About this task
Pull out from the material below all lines with "dotted".

Entries provided
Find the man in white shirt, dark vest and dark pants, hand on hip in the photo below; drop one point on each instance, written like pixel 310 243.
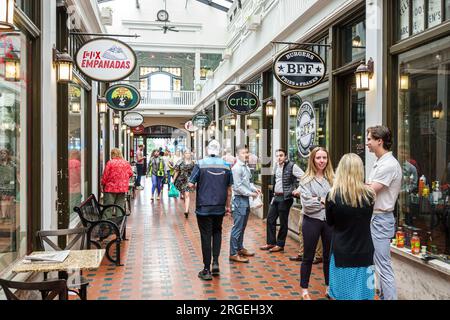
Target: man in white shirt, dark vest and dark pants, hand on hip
pixel 285 182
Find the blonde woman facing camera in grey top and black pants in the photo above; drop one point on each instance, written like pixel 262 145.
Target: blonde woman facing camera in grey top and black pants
pixel 314 187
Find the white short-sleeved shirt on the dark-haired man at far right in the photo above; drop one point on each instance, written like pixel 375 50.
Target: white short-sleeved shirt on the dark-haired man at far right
pixel 388 172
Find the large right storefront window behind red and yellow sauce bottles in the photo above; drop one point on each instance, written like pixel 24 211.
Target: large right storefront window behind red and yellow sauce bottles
pixel 424 144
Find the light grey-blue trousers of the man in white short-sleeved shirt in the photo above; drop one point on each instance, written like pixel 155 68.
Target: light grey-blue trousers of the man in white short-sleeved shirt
pixel 383 229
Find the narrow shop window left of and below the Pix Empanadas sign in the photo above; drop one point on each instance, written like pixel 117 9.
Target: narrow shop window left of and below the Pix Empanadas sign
pixel 76 146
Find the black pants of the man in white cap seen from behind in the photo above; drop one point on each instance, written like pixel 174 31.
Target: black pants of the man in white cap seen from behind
pixel 210 227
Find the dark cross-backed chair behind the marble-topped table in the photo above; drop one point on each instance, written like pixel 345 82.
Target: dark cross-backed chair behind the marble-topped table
pixel 79 235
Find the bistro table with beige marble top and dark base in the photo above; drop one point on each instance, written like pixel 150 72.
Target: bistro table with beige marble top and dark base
pixel 77 260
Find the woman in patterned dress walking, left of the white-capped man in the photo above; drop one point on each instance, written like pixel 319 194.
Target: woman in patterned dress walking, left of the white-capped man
pixel 183 170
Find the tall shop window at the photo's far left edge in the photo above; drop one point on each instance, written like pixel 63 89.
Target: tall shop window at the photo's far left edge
pixel 13 177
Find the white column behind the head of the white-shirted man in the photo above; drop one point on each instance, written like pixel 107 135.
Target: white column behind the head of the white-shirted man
pixel 375 110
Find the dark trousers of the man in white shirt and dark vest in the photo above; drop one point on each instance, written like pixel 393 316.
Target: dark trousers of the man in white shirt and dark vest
pixel 278 208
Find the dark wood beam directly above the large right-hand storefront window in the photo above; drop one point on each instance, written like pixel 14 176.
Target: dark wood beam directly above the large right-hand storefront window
pixel 422 38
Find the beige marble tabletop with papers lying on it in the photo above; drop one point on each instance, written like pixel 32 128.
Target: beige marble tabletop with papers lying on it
pixel 77 260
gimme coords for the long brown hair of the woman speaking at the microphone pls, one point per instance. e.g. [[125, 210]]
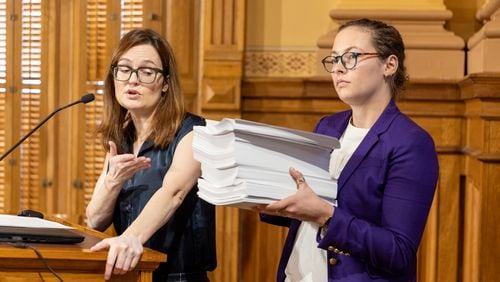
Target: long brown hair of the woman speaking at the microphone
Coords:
[[117, 124]]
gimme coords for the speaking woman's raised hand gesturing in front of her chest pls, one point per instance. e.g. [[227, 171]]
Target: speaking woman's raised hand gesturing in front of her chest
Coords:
[[122, 167]]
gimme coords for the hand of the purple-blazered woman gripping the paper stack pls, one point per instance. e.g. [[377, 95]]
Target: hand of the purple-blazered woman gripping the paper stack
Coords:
[[304, 205]]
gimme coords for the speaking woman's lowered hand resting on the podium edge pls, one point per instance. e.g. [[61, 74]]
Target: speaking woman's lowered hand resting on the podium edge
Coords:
[[124, 253]]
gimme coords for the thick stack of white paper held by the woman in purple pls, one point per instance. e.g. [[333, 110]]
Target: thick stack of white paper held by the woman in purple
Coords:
[[245, 163]]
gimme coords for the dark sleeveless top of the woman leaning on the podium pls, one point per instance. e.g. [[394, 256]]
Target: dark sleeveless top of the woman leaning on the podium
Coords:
[[188, 238]]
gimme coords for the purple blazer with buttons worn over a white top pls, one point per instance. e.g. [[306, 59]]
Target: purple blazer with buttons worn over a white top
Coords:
[[384, 195]]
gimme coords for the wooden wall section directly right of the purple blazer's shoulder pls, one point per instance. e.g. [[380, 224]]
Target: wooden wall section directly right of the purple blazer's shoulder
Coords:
[[437, 107]]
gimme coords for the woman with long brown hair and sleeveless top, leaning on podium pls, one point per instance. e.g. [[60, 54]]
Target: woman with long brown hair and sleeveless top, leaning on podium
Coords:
[[147, 188]]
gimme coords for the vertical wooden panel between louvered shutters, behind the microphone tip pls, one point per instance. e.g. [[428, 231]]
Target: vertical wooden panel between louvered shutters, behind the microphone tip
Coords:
[[70, 137]]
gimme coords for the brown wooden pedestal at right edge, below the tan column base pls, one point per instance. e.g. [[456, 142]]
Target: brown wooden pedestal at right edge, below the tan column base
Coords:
[[482, 170]]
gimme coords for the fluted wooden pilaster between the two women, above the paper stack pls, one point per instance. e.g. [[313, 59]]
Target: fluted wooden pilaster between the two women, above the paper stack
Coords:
[[222, 57]]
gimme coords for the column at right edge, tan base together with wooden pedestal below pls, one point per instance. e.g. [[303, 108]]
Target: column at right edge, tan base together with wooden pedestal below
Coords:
[[481, 234]]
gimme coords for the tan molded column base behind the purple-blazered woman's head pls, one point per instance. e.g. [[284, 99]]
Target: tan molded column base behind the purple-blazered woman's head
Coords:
[[431, 50]]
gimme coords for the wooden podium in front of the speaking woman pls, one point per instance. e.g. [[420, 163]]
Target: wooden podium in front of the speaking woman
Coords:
[[72, 262]]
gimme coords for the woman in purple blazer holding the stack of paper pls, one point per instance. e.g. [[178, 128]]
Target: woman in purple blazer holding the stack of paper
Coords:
[[386, 171]]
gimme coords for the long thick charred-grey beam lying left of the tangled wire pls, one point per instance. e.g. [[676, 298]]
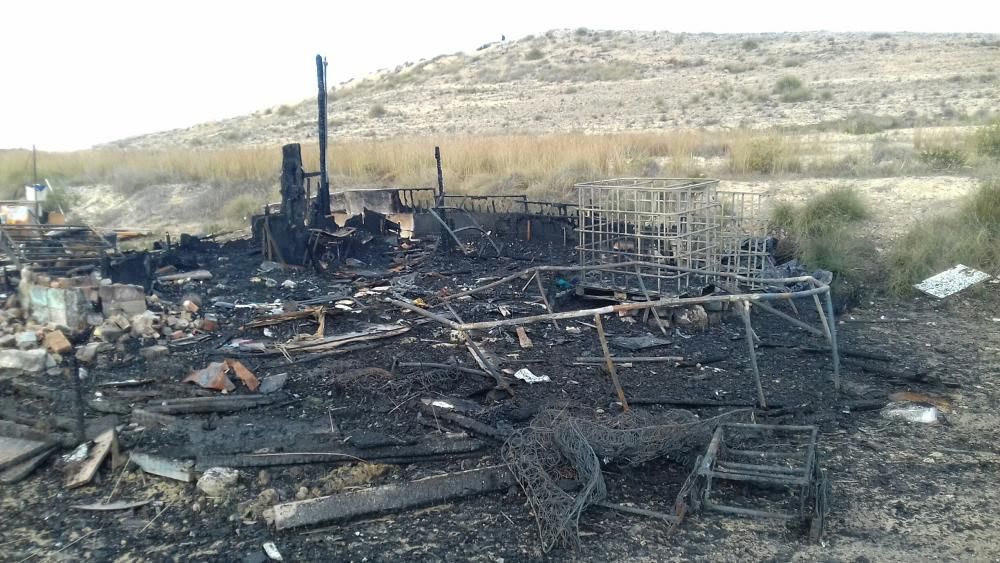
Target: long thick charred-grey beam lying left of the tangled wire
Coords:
[[390, 498]]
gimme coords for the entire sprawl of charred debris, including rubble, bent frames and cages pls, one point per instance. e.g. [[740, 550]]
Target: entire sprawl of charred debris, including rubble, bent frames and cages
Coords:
[[442, 347]]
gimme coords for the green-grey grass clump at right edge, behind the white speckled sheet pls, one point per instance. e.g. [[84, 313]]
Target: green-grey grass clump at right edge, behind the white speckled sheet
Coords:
[[969, 235]]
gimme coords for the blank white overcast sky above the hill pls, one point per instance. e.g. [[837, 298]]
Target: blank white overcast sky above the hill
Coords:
[[81, 73]]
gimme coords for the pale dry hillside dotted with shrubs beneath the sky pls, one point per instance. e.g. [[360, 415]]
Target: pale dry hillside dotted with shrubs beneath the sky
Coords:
[[609, 81]]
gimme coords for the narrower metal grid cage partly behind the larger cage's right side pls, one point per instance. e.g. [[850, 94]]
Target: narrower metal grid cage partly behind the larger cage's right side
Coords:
[[743, 235]]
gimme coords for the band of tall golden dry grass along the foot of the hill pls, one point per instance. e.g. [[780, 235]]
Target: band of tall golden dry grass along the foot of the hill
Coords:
[[539, 165]]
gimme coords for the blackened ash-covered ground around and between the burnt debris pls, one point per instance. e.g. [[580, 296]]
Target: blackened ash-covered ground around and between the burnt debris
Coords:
[[900, 490]]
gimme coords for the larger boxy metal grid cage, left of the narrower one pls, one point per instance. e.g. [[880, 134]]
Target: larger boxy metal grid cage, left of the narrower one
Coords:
[[669, 221]]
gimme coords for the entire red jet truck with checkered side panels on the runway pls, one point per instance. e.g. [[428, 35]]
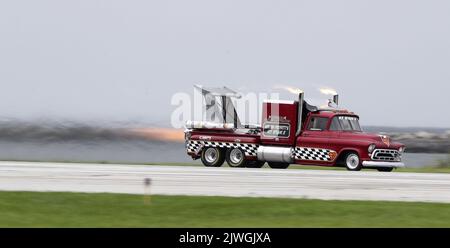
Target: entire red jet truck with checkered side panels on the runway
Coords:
[[291, 132]]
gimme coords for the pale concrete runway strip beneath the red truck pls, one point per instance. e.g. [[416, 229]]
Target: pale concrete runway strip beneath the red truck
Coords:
[[186, 180]]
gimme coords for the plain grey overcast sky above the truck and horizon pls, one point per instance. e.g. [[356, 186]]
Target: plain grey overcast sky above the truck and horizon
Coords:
[[123, 60]]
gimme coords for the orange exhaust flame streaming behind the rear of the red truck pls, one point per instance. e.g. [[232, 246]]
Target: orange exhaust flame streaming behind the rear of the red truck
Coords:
[[161, 134]]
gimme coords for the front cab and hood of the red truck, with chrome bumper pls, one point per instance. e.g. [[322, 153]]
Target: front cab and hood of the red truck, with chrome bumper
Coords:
[[338, 134]]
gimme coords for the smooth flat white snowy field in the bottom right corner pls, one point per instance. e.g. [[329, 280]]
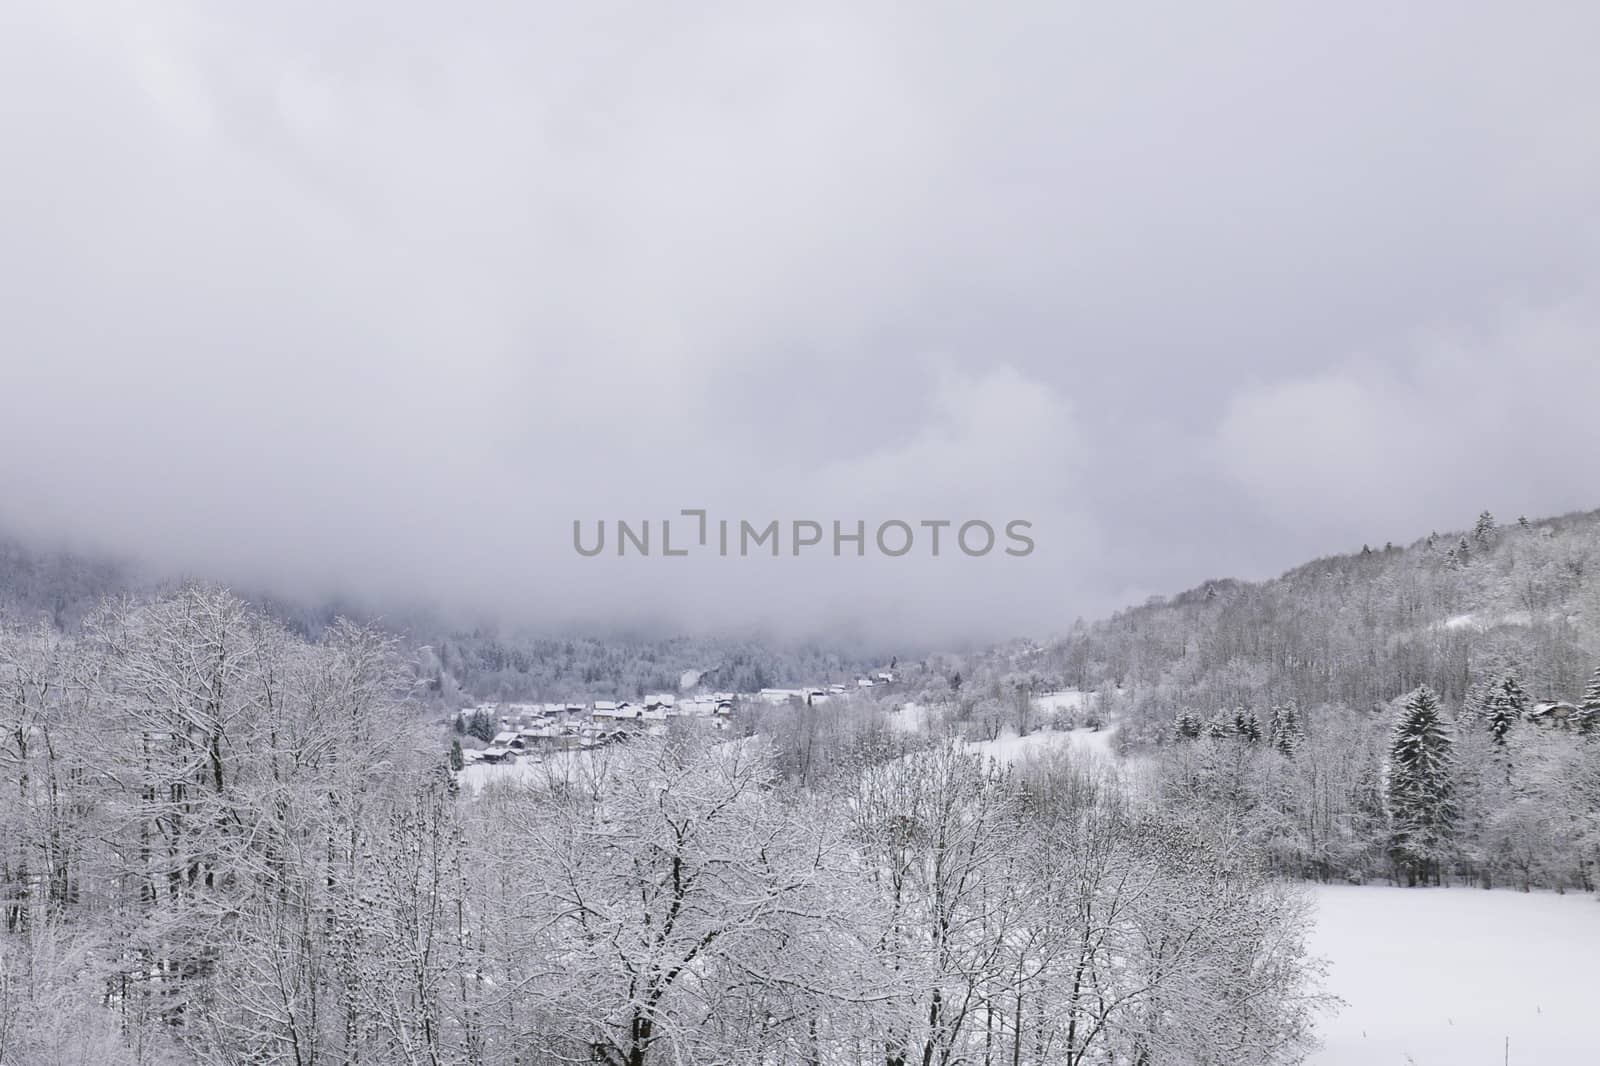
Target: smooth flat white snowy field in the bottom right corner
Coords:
[[1441, 977]]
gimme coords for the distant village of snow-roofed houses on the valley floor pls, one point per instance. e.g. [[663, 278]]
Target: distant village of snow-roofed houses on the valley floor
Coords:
[[537, 729]]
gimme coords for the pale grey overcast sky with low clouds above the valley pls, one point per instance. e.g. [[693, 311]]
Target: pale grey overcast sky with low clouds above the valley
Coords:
[[378, 299]]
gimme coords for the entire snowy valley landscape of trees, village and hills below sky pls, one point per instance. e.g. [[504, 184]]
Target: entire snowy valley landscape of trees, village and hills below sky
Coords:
[[233, 836]]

Answer to the problem
gimme coords for the pale dry hillside dotted with shrubs beneath the sky pls, one point per instance. e.g. [[360, 415]]
Target: pale dry hillside dotted with shrubs beneath the sky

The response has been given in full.